#### [Consigne A]
D'après le texte sur le passage de l'implication à la norme, par quoi la nécessité subjective est-elle transformée en nécessité normative ?
#### [Consigne B]
Poursuivez le texte sur le passage de l'implication à la norme après sa dernière phrase.

#### [Texte extrait]
::::
Fondation Jean Piaget

De l'implication à la norme

[p.43] Les systèmes implicatifs de la pensée individuelle à l'état d'équilibre sont accompagnés, nous l'avons vu, [p.44] de sentiments de nécessité ou d'évidence logique. Mais il ne s'agit là que d'une nécessité de nature subjective, qui ne sera transformée en nécessité normative, objectivée en quelque sorte (c'est à dire rendue indépendante de la subjectivité individuelle) que par son insertion dans le réseau des échanges sociaux: «Si l'individu est conduit à introduire une certaine cohérence dans ses actions lorsqu'il veut rendre celles-ci efficaces, il est par contre obligé à cette cohérence lorsqu'il collabore avec autrui l'impératif hypothétique de l'action individuelle correspond à un impératif catégorique pour l'action collective»[1]. C'est la prise de conscience des lois implicites de la pensée individuelle et l'accord social sur leur élévation au statut de règles du jeu de la recherche commune de la vérité qui «transforme… en normes proprement dites les simples équilibres fonctionnels immanents à toute activité mentale ou même vitale»[2].
::::
#### [Données fournies]
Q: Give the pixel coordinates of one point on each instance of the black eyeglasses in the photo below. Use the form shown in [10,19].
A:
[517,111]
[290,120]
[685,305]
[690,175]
::::
#### [Résultat A]
Par son insertion dans le réseau des échanges sociaux.

#### [Résultat B]
Le mécanisme de cette transformation est celui de l'équilibration des échanges sociaux qualitatifs en général, dont la logique ne représente qu'un secteur particulier.

Si pour Piaget, les éléments des structures du comportement psychologique de l'individu sont les actions et leur intériorisation en opérations, ceux du système des comportements sociaux sont les interactions entre individus. Or toute interaction sociale se constitue de comportements échangés (échanges affectifs, cognitifs, juridiques, économiques, etc.). Un tel échange repose alors sur trois composantes nécessaires et distinctes: un système de valeurs sur lequel se fondent les évaluations individuelles des termes de l'échange, un système de règles gouvernant la conduite des échangeurs, un système de signes exprimant les règles et les valeurs [p.45] (texte 20). Ces trois systèmes prolongent d'ailleurs sur le plan social les conduites individuelles dont les besoins et les intérêts (source des valeurs) représentent le réglage et le contrôle du fonctionnement, les règles la structure et les signes la représentation interne.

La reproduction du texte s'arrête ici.